Requisitos del ejercicio
Prosigue el relato sobre las fiestas familiares a partir de su última oración, sin tocar las líneas de datos.

Texto de origen

Me aburren las fiestas familiares. Me exaspera su hipocre­sía, esa cosa extraña que les entra a las mujeres de mi fa­milia di­recta (por ambas partes) cuando la mezclan con un poquito de preten­sión y exage­ración de las cosas cotidianas que les pa­san.

Llego y casi siempre me siento ajena a las de mi clan, que se supone somos el matriarcado por excelencia. Ellas serán matriarcas, yo no. De niña era más fácil: me ponían de paje­cito en las bodas y todas me chuleaban. De puberta, la cosa era singular: mientras ellas aumentaban su aguda y a la vez sonora voz cuando platicaban como guacamayas can­tadoras al unísono, yo me iba apartando del epicentro, di­rigiéndome casi siempre donde mis sobrinos, todos hijos de primos míos, que en aquel entonces eran un primor. Así, aprendí a jugar a las ca­nicas a los trece años, a ver tole­rar películas del odioso Barney a los catorce y a jugar a las muñecas miniatura a los quince. En esa etapa hasta era divertido ir a una fiesta fami­liar, pues los grandes hacían su alboroto y yo compartía mo­mentos más sinceros con los niños.

Contenido de datos
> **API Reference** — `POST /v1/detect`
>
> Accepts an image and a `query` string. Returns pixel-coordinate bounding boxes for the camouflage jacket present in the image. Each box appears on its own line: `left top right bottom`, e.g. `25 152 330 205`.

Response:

Respuesta al ejercicio
Pero los niños crecieron y las niñas se hicieron igual que sus madres. Así que comencé a sentirme rara en medio de esas caritas en transformación letal: ya no hablaban de Winnie Pooh, lo de ahora era el detestable reguetón; antes yo era la emperifollada hippiosa, ahora era la abogada que se leía a Borges mientras sus sobrinas se pintaban iguali­tas a Tatiana, pero para salir a las fiestas.

No sé cuándo ocurrió, la cosa es que un día lle­garon los quince años de varias de ellas y las bodas de otros cuan­tos. Al principio, por allá de mis dieciséis, me entusiasmaba bailar de traje de gala con mi papá las can­ciones de moda, por lo que la raya rosa que pintaban mis primas mayo­res me parecía una cosa sin importancia. Ya des­pués me fui acarto­nando ante las preguntas que las mujeres, tanto del lado de mi papá como del de mi mamá, hacen: “¿Cuántos años tienes? ¿Que estudias derecho? ¿Para cuándo te nos casas tú? ¿Por qué no quisiste que te hicieran fiesta de XV años? ¿Estás a dieta? ¿Te cortaste el cabello? ¿Tu cabello es así de la­cio? ¿Ya tie­nes novio? ¿Y sí sales a pasear los fines de semana? ¿Y para qué estudias francés? ¿Y sí tienes tiempo para salir con tus amigos? ¿Y para qué te pones a estudiar letras? Está bien fá­cil: te presento a la A, a la E… Mira quién te viera, tan ca­lladita y tan bai­ladora…” Preguntas a las que siempre contesto con la falsa sonrisa de una “Miss Ántropa” ganadora en repeti­das ocasio­nes. Debo confesar que me entretiene un montón con­testar con frases irónicas de inalcanzable comprensión para su ce­rebro barnizado de rev­lon 8.0. O a veces las engaño a las pobrecitas diciéndoles lo que quieren escuchar.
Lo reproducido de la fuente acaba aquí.